**Gösterilen Metin**
▶

Bir şeyi yapmamaya yemîn eden kişi, bu işi başkasına yaptırırsa yeminini bozmuş sayılmaz. îki işi yapmaya yemîn eden kişi, yalnız birisini yaparsa yine yemini bozmuş sayılmaz.
Lağv yemini (boş yemîn) için keffâret lâzım gelmez. «Yok v’Allahi!,» «He v’Allahi!» gibi. Yemîn, kuvvet demekdir. Kuvvet. Bir haberi yâhut bir işi yapma veya yapmama husûsundaki azmi, iddiâyı (sözü); vallahi, tallahi şeklinde, Allahü teâlânın ism-i şerîfini anarak veya dînin izin verdiği sözlerle kuvvetlendirmek. Allah’ın isim ve sıfatlarından biriyle yemin edilir.
Yemîn keffâreti nedir?
1) Müslüman bir köleyi âzâd etmek, veyâ,
2) On fakire birer avuç keffâret vermek, yâhûd
3) On fakiri giydirmek.
Kişi bunların arasında muhayyerdir. Hiç birini yerine getiremiyorsa, üç gün oruç tutar.
Hz. Ebu Musa (ra) anlatıyor:
“Resûlullah (asm) buyurdular ki:
“Ben, Allah’a yemin ederek söylüyorum: İnşallah, herhangi bir şeye yemin edilince, yeminin aksini yapmayı daha hayırlı görecek olsam, yeminimi kefaretler, hayırlı gördüğüm şeyi yaparım.” (Buhari)

◀

**Koleksiyon girdileri**
▶

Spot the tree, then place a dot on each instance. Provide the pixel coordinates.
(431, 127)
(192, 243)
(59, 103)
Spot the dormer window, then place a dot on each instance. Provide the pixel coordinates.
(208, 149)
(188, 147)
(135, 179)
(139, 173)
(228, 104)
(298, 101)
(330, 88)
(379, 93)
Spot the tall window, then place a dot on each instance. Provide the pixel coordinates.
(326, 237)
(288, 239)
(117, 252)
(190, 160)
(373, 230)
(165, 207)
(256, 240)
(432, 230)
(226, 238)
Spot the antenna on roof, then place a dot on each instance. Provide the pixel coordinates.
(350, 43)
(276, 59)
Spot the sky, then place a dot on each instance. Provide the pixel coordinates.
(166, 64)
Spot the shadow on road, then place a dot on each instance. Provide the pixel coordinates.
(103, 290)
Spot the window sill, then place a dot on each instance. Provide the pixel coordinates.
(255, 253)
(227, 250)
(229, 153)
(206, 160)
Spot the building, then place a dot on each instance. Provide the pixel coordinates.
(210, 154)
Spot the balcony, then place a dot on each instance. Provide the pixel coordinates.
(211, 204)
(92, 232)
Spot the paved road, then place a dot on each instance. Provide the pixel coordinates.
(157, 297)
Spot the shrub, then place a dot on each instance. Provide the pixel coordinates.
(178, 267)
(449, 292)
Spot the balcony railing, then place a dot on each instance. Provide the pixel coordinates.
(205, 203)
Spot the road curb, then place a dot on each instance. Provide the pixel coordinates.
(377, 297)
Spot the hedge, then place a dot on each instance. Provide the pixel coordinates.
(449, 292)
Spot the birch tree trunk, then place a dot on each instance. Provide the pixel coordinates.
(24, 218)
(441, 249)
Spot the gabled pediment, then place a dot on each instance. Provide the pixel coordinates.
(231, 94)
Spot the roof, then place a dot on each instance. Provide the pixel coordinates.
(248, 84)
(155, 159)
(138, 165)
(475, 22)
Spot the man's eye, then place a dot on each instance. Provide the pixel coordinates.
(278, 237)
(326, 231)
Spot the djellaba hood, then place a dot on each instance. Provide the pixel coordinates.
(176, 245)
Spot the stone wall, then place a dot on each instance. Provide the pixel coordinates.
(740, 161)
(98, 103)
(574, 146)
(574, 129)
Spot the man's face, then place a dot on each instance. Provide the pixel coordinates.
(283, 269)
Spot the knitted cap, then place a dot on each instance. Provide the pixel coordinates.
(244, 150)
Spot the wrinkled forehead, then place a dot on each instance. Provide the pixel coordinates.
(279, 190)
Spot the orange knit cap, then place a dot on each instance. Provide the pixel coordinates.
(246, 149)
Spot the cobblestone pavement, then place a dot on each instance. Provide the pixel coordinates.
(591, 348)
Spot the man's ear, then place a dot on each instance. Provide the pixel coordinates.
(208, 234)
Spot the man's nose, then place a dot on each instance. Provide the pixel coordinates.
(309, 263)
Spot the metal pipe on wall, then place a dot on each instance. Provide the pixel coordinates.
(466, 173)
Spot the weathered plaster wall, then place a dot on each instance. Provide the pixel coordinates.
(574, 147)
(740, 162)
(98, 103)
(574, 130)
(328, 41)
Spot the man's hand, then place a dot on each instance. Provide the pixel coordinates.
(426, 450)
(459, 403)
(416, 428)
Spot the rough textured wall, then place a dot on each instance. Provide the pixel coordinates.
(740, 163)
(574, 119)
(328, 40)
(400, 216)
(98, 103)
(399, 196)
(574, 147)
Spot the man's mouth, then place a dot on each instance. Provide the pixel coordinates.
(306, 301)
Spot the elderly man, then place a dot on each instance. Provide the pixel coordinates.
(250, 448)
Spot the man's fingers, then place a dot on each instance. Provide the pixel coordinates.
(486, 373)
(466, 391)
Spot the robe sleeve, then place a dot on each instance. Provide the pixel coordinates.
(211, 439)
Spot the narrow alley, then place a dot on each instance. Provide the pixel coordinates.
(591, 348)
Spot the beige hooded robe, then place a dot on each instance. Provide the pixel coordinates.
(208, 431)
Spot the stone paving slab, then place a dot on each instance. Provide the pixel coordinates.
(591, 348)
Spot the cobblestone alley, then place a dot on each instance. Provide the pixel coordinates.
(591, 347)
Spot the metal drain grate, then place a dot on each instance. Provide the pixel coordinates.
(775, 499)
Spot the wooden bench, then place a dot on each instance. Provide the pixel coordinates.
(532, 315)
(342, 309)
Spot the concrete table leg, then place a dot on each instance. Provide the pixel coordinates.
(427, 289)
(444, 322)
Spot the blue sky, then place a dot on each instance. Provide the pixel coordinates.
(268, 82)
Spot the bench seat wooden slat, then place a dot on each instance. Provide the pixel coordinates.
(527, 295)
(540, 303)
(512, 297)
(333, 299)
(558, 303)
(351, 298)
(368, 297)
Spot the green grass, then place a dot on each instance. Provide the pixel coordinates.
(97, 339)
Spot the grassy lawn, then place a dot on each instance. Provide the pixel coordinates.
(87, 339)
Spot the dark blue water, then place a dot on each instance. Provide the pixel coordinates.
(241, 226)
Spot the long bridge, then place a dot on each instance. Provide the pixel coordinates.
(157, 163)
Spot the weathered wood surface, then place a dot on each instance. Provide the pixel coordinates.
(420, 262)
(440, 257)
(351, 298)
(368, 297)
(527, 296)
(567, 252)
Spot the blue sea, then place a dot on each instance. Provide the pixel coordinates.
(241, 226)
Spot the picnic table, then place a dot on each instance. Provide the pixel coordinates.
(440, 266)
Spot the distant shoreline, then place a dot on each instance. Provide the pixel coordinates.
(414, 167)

◀

**İstenenler**
A) Yemin hakkındaki metinden "Yemîn keffâreti nedir?" sözlerinden başlayıp "gün oruç tutar." sözleri de dahil olmak üzere bölümü aynen çıkarır mısınız?
B) Yemin hakkındaki metinde yemin keffâreti için numaralandırılarak sayılan seçeneklerin tamamı hangileridir?
Bu görevleri yapmak için girdilere bakmanız gerekmiyor.

**Görev Yanıtları**
A)
Yemîn keffâreti nedir?
1) Müslüman bir köleyi âzâd etmek, veyâ,
2) On fakire birer avuç keffâret vermek, yâhûd
3) On fakiri giydirmek.
Kişi bunların arasında muhayyerdir. Hiç birini yerine getiremiyorsa, üç gün oruç tutar.

B)
1) Müslüman bir köleyi âzâd etmek
2) On fakire birer avuç keffâret vermek
3) On fakiri giydirmek